### Short exercise a
According to the article on Ohio's voting problems, how many provisional ballots were rejected in Athens County?

### Selected excerpt
☆ ☆ ☆ ☆ ☆

Posted on 12/24/2004 6:38:29 PM PST by neverdem
COLUMBUS, Ohio, Dec. 22 - William Shambora, 53, is the kind of diligent voter who once assumed that his ballot always counted. He got a rude awakening this year.
Mr. Shambora, an economics professor at Ohio University, moved during the summer but failed to notify the Athens County Board of Elections until the day before the presidential election. An official told him to use a provisional ballot.
But under Ohio law, provisional ballots are valid only when cast from a voter's correct precinct. Mr. Shambora was given a ballot for the wrong precinct, a fact he did not learn until after the election. Two weeks later, the board discarded his vote, adding him to a list of more than 300 provisional ballots that were rejected in that heavily Democratic county.
"It seems like such a confused system," said Mr. Shambora, a John Kerry supporter who blames himself for the mistake. "Maybe if enough people's votes had counted, the election might have turned out differently."
From seven-hour lines that drove voters away to malfunctioning machines to poorly trained poll workers who directed people to the wrong polling places to uneven policies about the use of provisional ballots, Ohio has become this year's example for every ailment in the United States' electoral process.
With a state recount expected to be completed next week, few experts think the problems were enough to overturn President Bush's victory here. And many of the shortcomings have plagued elections for decades.
But with the 36-day Florida recount of 2000 proving that every vote counts and with the two major parties near parity, the electoral system is being scrutinized more closely than ever. Election lawyers and academics say Ohio is providing a roadmap to a second generation of issues about the way the nation votes.

☆ ☆ ☆ ☆ ☆

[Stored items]
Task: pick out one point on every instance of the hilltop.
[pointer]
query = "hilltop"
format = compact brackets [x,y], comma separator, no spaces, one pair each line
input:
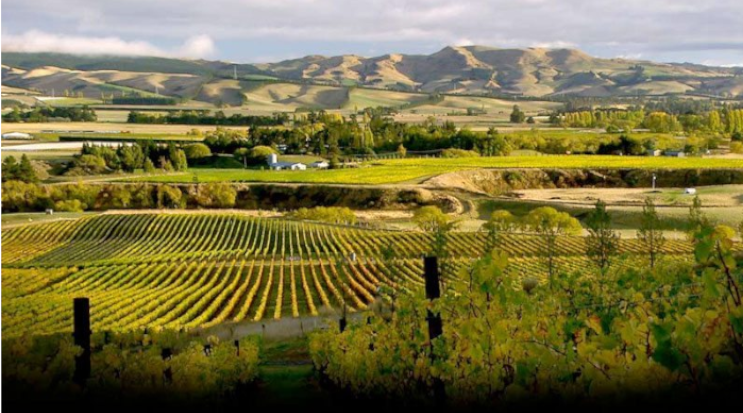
[320,81]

☆ ☆ ☆ ☆ ☆

### Short exercise b
Update the stored items listing by replacing "hilltop" with "ridge" throughout, changing nothing else, and leave the pictures out of your answer.

### Task answer a
More than 300.

### Task answer b
Task: pick out one point on every instance of the ridge.
[pointer]
query = "ridge"
format = compact brackets [x,y], comma separator, no spaces, one pair each line
input:
[320,81]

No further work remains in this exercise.